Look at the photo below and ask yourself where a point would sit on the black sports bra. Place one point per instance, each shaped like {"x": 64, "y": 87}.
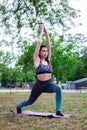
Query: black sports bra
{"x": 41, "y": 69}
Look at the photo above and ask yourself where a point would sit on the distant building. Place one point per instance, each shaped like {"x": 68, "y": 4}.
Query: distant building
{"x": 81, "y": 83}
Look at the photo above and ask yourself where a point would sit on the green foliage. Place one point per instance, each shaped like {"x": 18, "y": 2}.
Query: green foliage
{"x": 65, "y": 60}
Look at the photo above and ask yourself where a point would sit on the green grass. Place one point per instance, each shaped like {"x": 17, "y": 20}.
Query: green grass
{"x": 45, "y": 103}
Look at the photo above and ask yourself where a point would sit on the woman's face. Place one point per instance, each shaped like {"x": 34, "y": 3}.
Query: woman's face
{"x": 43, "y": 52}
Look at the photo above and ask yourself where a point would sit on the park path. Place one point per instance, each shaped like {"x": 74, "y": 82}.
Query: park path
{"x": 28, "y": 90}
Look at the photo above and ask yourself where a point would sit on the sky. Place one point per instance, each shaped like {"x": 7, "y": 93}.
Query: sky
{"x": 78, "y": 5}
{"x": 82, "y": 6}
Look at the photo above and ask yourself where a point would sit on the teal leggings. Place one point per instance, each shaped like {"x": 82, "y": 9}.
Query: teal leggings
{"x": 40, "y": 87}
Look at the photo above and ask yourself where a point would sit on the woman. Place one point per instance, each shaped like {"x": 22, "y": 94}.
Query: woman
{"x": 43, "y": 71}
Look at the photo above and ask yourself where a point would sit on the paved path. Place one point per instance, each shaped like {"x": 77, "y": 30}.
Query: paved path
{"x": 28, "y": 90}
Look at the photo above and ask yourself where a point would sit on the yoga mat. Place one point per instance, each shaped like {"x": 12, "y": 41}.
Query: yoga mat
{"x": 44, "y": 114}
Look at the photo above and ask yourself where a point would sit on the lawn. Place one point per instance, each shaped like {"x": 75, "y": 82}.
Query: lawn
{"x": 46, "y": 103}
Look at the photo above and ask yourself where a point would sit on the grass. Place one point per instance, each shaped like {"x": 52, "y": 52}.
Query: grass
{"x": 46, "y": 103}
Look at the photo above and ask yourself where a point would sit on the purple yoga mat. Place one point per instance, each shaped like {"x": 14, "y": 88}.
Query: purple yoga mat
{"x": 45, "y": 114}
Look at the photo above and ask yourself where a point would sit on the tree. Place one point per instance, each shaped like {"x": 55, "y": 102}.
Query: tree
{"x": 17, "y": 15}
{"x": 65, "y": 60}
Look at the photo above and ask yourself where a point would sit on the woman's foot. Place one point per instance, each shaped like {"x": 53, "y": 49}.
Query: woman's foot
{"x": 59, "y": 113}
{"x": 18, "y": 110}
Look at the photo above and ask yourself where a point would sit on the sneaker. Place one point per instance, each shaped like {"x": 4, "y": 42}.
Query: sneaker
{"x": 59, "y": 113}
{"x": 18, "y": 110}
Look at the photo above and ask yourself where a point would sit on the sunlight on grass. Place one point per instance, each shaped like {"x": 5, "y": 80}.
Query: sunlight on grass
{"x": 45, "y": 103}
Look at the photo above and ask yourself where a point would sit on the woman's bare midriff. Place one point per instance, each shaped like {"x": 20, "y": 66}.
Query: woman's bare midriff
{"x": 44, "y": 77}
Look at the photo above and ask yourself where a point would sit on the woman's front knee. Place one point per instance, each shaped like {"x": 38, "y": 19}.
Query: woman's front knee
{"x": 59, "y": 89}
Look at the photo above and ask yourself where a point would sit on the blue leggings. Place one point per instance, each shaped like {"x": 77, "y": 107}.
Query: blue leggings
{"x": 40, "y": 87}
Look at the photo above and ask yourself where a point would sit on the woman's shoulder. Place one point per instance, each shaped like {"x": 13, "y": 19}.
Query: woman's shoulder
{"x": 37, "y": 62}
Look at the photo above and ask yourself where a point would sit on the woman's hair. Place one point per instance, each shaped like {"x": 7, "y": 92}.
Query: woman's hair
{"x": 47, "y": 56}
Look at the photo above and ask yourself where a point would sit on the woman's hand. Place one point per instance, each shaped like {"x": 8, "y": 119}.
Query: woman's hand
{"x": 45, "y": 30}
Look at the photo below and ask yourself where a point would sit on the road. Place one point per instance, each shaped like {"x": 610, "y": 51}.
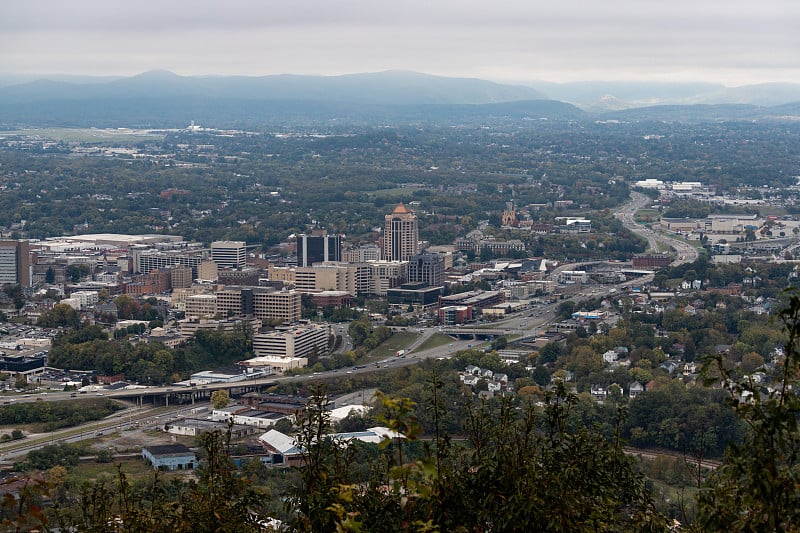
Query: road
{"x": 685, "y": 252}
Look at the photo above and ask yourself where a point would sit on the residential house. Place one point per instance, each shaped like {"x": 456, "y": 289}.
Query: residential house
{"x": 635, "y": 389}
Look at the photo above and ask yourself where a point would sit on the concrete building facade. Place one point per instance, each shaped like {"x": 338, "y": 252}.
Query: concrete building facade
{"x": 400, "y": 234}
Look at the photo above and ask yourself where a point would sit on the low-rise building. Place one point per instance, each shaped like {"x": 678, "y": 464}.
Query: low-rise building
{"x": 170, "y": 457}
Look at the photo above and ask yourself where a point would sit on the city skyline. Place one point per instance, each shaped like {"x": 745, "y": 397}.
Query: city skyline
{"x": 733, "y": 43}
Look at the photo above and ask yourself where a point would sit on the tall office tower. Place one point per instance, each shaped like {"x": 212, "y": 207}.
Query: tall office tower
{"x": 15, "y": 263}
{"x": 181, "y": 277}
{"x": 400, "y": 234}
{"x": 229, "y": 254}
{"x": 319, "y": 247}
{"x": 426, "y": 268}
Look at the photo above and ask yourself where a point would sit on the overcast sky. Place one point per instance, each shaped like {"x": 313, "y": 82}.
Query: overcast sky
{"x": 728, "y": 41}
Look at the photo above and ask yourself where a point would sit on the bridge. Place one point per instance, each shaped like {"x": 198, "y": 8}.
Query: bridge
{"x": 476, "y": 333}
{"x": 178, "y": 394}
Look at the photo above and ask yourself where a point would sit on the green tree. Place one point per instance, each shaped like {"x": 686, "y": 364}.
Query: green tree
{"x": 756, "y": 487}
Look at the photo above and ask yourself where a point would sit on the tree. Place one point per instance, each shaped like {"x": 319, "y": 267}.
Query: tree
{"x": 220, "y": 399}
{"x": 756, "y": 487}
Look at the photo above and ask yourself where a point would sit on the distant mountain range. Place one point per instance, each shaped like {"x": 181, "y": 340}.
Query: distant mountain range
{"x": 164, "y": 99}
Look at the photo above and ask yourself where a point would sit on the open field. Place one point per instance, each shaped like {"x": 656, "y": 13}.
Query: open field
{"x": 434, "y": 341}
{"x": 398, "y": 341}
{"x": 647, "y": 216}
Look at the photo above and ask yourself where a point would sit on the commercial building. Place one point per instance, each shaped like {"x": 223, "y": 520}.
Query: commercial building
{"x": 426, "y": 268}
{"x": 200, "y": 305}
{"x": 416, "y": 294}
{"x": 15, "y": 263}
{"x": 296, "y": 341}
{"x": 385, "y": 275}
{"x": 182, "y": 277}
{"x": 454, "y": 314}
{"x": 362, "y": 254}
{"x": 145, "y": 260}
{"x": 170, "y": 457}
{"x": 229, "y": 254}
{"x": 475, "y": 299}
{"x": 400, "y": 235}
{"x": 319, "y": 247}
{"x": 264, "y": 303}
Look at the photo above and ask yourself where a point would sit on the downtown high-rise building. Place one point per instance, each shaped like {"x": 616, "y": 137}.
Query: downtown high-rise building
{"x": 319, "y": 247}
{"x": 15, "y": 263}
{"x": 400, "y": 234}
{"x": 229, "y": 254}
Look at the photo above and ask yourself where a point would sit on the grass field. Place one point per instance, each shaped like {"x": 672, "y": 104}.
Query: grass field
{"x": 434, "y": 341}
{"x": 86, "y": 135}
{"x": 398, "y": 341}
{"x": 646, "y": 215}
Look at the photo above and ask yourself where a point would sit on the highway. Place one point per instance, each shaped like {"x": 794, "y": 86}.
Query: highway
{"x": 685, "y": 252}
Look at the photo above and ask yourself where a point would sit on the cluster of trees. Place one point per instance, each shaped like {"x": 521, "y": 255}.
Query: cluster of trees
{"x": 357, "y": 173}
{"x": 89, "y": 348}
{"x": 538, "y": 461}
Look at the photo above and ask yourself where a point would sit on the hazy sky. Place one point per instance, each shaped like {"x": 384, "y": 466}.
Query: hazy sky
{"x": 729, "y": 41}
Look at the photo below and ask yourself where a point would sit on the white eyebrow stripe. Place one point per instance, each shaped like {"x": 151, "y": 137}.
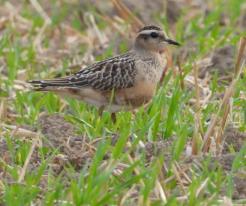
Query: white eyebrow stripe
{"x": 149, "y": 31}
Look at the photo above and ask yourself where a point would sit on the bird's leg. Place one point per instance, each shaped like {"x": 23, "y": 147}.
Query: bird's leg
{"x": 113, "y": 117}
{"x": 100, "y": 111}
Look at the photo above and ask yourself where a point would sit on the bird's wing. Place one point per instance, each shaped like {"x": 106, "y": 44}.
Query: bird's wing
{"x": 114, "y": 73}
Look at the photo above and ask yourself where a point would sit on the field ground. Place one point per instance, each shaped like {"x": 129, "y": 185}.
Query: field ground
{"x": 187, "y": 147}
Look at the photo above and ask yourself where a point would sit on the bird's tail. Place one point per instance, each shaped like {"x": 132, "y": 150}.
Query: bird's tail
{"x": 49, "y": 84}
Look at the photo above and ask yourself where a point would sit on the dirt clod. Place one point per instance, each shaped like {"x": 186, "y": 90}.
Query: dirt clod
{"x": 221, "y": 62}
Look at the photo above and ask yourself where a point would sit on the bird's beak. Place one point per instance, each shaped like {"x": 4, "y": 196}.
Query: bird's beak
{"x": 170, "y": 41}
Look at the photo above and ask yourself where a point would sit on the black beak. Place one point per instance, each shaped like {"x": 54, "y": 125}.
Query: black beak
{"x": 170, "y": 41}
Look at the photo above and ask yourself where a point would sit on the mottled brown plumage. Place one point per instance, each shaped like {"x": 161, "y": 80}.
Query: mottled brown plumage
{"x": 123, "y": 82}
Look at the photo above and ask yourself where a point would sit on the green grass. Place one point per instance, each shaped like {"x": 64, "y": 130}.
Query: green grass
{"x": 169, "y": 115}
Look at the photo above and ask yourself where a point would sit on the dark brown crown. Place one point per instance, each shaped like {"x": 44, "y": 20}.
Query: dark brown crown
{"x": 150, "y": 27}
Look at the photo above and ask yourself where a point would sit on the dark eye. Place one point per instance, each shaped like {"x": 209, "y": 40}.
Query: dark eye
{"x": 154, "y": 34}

= = = = = = =

Problem to solve. Copy only the stretch running from the line containing "the dark brown" to the final line of the entries, both ends included, exactly as it stands.

The response.
Look at the photo above and ask yourself where a point would sit on the dark brown crown. Place one point per instance, each shaped like {"x": 44, "y": 20}.
Query: dark brown crown
{"x": 150, "y": 27}
Look at the photo above and ask yourself where a point would sit on the dark eye. Place one point per instance, each shaped like {"x": 209, "y": 40}.
Query: dark eye
{"x": 154, "y": 34}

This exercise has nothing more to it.